[Collected data entries]
_____

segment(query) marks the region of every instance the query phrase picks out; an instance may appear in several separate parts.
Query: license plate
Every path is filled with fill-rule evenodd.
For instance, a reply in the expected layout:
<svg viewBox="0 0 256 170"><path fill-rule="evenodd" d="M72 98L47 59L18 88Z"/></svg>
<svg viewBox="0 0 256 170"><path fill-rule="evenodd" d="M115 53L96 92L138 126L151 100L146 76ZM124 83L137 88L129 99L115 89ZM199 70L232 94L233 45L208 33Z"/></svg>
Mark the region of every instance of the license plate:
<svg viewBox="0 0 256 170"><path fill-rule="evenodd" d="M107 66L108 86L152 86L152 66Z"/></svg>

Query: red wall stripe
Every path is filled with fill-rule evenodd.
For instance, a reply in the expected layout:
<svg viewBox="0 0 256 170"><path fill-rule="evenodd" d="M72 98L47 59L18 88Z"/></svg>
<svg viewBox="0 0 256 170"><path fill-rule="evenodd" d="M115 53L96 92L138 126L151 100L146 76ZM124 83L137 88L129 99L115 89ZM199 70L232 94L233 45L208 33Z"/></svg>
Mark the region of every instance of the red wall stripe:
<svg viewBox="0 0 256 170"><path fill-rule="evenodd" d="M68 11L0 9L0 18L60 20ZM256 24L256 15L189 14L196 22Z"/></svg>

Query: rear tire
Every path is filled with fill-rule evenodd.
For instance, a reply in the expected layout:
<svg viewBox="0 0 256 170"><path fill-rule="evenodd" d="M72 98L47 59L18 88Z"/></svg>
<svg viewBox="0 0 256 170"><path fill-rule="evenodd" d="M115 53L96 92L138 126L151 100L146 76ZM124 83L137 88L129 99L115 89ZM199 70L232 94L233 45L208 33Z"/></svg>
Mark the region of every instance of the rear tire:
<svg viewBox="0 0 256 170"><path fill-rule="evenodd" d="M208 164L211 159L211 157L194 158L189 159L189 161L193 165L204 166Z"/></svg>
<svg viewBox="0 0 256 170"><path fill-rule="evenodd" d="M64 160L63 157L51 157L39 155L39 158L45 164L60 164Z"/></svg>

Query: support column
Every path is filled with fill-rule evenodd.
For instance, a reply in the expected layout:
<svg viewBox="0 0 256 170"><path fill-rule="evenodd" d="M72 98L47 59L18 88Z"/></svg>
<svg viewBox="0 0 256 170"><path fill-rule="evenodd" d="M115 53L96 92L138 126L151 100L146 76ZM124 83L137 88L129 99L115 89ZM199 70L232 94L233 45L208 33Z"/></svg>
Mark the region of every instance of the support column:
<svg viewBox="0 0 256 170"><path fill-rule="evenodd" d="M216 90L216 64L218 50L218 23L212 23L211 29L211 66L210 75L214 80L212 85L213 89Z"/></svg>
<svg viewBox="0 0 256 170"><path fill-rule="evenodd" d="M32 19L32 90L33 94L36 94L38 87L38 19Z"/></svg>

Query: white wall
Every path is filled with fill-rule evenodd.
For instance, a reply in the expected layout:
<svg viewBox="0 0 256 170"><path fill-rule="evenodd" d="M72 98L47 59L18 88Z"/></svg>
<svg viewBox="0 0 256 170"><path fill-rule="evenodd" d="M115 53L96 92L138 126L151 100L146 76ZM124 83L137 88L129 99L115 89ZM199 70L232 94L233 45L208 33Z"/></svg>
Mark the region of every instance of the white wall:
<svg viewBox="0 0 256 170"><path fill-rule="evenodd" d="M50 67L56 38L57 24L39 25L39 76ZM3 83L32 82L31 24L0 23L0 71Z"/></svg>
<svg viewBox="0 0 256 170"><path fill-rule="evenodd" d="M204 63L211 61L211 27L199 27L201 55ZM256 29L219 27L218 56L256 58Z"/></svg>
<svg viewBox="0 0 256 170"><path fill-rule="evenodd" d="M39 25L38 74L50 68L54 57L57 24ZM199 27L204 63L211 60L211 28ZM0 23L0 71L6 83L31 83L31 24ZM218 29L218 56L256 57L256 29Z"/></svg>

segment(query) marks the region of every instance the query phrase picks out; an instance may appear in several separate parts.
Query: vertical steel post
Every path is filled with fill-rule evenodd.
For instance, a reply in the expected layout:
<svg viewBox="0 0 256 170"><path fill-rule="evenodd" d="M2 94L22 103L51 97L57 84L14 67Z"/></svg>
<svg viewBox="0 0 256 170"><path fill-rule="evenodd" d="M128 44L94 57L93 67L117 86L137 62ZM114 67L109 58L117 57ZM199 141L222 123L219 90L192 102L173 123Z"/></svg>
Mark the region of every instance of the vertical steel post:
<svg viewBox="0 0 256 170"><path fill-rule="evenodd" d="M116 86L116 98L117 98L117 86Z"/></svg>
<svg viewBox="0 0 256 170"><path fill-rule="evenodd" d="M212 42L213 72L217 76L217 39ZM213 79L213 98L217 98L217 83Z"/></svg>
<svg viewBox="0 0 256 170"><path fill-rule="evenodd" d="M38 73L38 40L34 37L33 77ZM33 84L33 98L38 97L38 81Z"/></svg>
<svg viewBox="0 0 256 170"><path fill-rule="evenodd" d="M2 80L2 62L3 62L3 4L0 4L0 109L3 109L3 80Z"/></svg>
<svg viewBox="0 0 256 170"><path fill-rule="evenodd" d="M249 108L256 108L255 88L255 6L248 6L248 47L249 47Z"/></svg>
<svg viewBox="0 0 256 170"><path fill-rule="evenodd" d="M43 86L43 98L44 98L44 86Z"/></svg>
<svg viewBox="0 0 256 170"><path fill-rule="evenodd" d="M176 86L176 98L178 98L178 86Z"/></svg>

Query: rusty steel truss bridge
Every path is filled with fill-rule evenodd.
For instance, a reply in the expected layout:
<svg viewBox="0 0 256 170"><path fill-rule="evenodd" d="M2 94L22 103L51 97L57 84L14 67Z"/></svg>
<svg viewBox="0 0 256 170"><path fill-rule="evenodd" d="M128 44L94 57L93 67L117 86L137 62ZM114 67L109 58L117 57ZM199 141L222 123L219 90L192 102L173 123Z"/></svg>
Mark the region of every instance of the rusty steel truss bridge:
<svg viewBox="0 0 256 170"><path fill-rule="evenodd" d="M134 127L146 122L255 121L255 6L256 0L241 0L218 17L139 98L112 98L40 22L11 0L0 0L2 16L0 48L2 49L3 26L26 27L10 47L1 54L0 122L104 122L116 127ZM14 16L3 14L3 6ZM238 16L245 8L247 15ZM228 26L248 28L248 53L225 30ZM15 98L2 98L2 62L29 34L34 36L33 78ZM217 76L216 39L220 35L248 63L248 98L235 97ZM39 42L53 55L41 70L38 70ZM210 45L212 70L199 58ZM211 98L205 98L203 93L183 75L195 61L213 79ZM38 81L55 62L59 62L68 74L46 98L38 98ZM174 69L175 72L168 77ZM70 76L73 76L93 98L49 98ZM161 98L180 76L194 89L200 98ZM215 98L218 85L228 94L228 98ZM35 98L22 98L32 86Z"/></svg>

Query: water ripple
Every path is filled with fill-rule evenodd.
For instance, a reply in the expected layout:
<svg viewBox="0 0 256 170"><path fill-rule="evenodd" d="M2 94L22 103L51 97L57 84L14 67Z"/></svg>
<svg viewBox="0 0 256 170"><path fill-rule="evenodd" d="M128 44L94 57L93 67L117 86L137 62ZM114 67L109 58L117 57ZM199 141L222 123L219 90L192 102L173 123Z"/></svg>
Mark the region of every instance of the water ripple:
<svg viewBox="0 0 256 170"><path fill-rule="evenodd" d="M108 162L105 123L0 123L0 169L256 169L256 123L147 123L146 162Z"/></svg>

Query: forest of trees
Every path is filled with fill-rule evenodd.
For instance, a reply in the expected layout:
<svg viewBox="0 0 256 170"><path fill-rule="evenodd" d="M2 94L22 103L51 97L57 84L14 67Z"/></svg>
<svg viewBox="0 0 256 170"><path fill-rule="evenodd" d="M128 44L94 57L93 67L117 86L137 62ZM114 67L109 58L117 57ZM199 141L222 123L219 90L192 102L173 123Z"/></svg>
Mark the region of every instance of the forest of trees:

_____

■ WHAT YOU NEED TO DO
Reproduce only those lines of the entries above that run from the line with "Query: water ripple" to the final line.

■ COMPLETE OUTPUT
Query: water ripple
Every path is filled with fill-rule evenodd.
For instance, a reply in the expected layout:
<svg viewBox="0 0 256 170"><path fill-rule="evenodd" d="M2 94L22 103L51 97L57 84L14 67Z"/></svg>
<svg viewBox="0 0 256 170"><path fill-rule="evenodd" d="M128 44L94 57L93 67L117 86L137 62ZM114 67L109 58L117 57ZM199 141L222 123L219 90L192 102L173 123Z"/></svg>
Mark the region of every instance of the water ripple:
<svg viewBox="0 0 256 170"><path fill-rule="evenodd" d="M108 162L105 123L0 123L0 169L256 169L256 123L147 123L146 162Z"/></svg>

Query: forest of trees
Every path is filled with fill-rule evenodd.
For instance, a reply in the expected layout:
<svg viewBox="0 0 256 170"><path fill-rule="evenodd" d="M2 94L22 103L51 97L57 84L14 67Z"/></svg>
<svg viewBox="0 0 256 170"><path fill-rule="evenodd" d="M128 44L94 57L93 67L117 86L137 62ZM114 67L109 58L117 57ZM199 141L222 123L219 90L192 102L173 123Z"/></svg>
Mark the region of every instance of the forest of trees:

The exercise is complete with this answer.